_Consegna_:
Trascrivi di nuovo il brano sugli investimenti di Bill Gates tra "Dalle donazioni agli" e "come la AgBiome.", estremi inclusi, sostituendo "agtech" con "agritech".

_Brano_:
■ ■ ■ ■ ■
Gli investimenti agtech di Bill Gates: luci e ombre
Il lato umanitario di Bill Gates
Da anni – precisamente dal 7 luglio del 2008, data delle sue dimissioni da amministratore delegato delle Microsoft Corporation – Bill Gates si dedica a tempo pieno alla The Bill & Melinda Gates Foundation, la propria fondazione umanitaria che si occupa di ricerca medica, di lotta all’AIDS e alla malaria e in generale del miglioramento delle condizioni di vita nei Paesi più poveri del globo. Tutt’oggi questa fondazione è considerata come la più grande al mondo, con un patrimonio di circa 43 miliardi di dollari. Tra le iniziative più importanti portate avanti dal Bill Gates negli ultimi mesi ci sono sicuramente gli investimenti agtech, volti allo sviluppo del settore agricolo, in particolare nell’Africa Sub-Sahariana e nel Sud Asiatico. Per raggiungere questo importante obiettivo, la fondazione avrebbe già investito circa 2 miliardi di dollari.
Dalle donazioni agli investimenti agtech
Il traguardo dichiarato della Fondazione, attraverso questi investimenti agtech, sarebbe quello di aiutare i piccoli proprietari terrieri del Terzo Mondo, cercando di incrementare la loro produttività in maniera sostenibile. Per fare questo, le risorse vengono impiegate in ricerca e sviluppo, nella creazione di nuove politiche agricole, in bestiame e in partnership strategiche. Fino a qualche tempo fa la Fondazione ha agito soprattutto attraverso concessioni, ma negli ultimi mesi la tattica è iniziata a cambiare: non più unicamente donazioni, ma anche investimenti agtech in compagnie biologiche come la AgBiome.
Trasformare il settore agricolo dei Paesi in via di sviluppo
Agfundernews ha posto alcune domande a Vipula Shukla, Programm Officer degli investimenti agtech della Fondazione di Bill Gates, per meglio comprendere i motivi che hanno spinto l’organizzazione umanitaria verso il fronte della tecnologia in agricoltura. «Siamo interessati alle tecnologie e ai potenziali prodotti che possono veramente servire la nostra missione per lo sviluppo agricolo nel Terzo Mondo» ha spiegato Shukla. «Esiste una tecnologia, un concetto, oppure un potenziale prodotto che sta per essere adattato e che potrebbe essere idoneo per i mercati che ci stanno a cuore? Ebbene, quello è il nostro obiettivo». La Fondazione punta a trasformare in modo sostenibile il settore agricolo nei Paesi più poveri dell’Asia e dell’Africa. «Abbiamo identificato delle coltivazioni-chiave in ogni Paese in cui operiamo, e per ognuno abbiamo individuato delle direttive principali». Come sottolinea Shukla, gran parte dei partner delle loro iniziative sono entità multinazionali, e per questo la loro attenzione è continua per carpire delle soluzioni per il mondo occidentale che possano essere adatte anche per i Paesi in via di sviluppo. «Se noi riusciamo a sviluppare una particolare tecnologia, vogliamo dei partner che siano in grado di portare a compimento il progetto».
■ ■ ■ ■ ■
_Raccolta dati_:
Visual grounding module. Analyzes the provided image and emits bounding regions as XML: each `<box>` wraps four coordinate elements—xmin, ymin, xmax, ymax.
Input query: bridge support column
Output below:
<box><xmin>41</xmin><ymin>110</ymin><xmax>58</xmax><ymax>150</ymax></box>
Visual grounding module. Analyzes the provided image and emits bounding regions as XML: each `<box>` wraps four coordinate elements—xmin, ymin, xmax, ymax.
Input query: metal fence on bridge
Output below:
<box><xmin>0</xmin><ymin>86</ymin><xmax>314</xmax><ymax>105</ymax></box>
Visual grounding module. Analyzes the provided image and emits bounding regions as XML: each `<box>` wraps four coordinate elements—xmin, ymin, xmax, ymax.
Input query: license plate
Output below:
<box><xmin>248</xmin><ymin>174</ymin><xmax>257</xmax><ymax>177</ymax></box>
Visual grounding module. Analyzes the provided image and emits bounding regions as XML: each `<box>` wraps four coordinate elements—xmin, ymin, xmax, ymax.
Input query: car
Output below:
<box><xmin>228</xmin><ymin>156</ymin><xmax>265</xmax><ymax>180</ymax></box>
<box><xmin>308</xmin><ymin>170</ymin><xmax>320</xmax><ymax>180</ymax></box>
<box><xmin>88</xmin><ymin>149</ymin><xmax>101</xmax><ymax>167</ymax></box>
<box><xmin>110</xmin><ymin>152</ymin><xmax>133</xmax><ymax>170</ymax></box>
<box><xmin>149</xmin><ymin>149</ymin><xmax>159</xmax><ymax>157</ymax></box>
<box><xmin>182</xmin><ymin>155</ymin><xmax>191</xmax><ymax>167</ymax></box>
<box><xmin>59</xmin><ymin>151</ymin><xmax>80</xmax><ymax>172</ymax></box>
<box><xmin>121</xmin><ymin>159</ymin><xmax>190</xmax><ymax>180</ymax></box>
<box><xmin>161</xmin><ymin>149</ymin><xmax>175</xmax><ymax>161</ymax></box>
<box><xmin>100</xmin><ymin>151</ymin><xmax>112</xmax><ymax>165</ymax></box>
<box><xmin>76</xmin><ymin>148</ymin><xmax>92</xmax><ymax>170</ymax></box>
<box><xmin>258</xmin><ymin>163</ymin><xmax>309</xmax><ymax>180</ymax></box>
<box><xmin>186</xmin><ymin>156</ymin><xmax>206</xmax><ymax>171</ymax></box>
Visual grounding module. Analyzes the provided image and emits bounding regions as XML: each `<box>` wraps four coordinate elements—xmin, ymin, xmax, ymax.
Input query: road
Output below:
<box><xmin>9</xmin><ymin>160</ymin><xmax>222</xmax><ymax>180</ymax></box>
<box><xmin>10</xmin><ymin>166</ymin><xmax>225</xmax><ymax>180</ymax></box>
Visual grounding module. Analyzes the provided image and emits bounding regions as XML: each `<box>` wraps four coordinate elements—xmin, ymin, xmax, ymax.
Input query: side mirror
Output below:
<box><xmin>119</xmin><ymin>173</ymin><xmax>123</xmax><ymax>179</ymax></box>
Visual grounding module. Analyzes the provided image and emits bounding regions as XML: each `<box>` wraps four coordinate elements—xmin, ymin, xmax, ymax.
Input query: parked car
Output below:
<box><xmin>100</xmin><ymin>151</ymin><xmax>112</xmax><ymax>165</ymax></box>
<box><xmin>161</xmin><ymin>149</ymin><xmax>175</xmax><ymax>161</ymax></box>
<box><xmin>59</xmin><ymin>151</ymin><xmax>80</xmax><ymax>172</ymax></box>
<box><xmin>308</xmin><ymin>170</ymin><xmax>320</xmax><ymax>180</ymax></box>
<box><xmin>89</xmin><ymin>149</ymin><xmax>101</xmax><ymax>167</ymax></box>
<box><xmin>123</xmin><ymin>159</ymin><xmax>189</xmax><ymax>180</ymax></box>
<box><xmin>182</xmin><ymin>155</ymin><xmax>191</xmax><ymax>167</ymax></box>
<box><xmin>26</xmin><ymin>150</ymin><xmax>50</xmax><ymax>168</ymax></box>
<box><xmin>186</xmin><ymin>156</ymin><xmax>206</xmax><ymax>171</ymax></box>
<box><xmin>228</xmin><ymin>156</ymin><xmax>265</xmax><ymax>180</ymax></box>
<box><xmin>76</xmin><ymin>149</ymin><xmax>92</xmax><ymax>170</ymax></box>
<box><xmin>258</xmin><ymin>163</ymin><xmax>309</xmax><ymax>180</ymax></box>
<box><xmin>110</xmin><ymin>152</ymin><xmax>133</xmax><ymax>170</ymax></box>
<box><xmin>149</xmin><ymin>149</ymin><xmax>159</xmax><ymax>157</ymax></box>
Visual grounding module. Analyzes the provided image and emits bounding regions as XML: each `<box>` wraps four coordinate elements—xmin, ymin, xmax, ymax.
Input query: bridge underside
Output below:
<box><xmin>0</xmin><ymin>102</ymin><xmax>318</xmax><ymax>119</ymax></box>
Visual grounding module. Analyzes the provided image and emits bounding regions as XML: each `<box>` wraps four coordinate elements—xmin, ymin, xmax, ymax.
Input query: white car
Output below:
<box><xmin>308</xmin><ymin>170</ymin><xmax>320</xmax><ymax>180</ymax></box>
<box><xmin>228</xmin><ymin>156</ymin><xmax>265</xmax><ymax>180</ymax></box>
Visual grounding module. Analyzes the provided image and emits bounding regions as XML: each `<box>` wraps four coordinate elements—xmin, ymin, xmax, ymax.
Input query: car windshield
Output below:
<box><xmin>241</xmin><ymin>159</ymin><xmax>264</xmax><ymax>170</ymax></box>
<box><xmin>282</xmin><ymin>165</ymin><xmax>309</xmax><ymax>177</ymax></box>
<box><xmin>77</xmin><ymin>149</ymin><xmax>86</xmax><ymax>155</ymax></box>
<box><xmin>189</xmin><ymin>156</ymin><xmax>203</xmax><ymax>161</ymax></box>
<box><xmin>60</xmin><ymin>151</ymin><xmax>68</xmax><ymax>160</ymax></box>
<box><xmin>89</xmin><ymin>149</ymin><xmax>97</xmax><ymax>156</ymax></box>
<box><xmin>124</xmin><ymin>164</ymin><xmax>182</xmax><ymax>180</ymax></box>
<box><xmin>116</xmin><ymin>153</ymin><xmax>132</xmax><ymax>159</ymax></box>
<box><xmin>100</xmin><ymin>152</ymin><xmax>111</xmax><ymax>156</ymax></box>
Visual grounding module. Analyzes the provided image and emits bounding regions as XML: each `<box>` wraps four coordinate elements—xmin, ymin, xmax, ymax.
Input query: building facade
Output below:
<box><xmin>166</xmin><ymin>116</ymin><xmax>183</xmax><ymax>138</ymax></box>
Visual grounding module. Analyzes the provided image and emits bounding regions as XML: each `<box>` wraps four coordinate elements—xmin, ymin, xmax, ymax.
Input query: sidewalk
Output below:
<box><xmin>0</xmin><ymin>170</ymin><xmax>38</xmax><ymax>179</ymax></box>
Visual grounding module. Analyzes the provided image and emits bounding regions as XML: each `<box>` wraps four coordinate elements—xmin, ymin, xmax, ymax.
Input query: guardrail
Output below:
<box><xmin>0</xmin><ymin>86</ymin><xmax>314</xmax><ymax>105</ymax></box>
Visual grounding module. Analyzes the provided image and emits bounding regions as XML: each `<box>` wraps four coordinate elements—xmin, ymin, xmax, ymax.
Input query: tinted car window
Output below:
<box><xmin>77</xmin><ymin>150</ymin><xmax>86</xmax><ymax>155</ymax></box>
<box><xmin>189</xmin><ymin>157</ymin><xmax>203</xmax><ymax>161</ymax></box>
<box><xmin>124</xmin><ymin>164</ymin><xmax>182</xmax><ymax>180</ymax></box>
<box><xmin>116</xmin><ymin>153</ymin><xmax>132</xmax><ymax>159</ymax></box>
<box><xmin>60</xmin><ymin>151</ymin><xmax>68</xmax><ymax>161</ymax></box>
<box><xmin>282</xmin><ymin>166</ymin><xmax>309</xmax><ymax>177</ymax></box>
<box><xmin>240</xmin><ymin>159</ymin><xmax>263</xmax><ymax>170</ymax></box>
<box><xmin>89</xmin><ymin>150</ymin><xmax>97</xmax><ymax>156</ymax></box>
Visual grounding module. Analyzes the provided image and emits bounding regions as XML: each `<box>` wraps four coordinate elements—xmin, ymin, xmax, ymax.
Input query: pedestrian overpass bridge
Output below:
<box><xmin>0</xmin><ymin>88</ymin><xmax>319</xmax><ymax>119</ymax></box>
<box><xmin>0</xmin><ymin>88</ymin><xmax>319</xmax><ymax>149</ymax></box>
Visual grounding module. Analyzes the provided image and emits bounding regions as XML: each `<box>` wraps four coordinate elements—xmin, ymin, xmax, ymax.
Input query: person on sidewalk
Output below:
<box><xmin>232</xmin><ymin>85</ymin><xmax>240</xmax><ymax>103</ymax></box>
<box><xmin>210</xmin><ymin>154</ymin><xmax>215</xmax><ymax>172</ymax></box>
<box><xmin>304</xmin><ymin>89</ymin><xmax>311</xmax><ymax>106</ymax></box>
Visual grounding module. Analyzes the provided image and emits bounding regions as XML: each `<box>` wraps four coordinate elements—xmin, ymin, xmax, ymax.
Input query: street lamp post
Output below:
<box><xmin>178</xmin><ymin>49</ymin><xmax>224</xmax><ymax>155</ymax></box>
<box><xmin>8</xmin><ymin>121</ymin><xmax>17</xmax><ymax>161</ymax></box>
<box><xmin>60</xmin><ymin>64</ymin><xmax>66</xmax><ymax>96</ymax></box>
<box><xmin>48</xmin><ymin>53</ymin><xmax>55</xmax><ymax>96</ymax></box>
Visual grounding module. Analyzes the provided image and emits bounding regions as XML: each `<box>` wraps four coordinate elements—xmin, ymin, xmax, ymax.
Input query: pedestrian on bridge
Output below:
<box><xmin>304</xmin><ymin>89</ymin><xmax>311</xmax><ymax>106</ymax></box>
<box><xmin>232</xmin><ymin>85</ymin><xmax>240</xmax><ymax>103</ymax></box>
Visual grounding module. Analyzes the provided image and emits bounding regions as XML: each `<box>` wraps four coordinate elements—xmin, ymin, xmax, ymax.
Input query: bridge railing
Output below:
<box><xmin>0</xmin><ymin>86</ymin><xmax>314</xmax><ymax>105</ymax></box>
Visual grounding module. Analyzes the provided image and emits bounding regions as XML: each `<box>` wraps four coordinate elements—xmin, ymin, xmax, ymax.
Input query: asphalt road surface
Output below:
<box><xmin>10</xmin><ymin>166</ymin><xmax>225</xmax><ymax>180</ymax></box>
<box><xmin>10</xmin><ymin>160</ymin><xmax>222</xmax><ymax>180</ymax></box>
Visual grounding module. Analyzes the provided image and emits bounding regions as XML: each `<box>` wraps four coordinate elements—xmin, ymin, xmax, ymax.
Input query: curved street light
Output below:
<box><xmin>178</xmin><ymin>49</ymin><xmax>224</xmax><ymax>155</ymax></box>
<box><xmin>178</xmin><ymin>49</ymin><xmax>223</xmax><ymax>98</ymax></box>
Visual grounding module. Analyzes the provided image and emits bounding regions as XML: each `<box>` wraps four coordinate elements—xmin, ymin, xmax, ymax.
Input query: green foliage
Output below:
■ ■ ■ ■ ■
_Esercizio svolto_:
Dalle donazioni agli investimenti agritech
Il traguardo dichiarato della Fondazione, attraverso questi investimenti agritech, sarebbe quello di aiutare i piccoli proprietari terrieri del Terzo Mondo, cercando di incrementare la loro produttività in maniera sostenibile. Per fare questo, le risorse vengono impiegate in ricerca e sviluppo, nella creazione di nuove politiche agricole, in bestiame e in partnership strategiche. Fino a qualche tempo fa la Fondazione ha agito soprattutto attraverso concessioni, ma negli ultimi mesi la tattica è iniziata a cambiare: non più unicamente donazioni, ma anche investimenti agritech in compagnie biologiche come la AgBiome.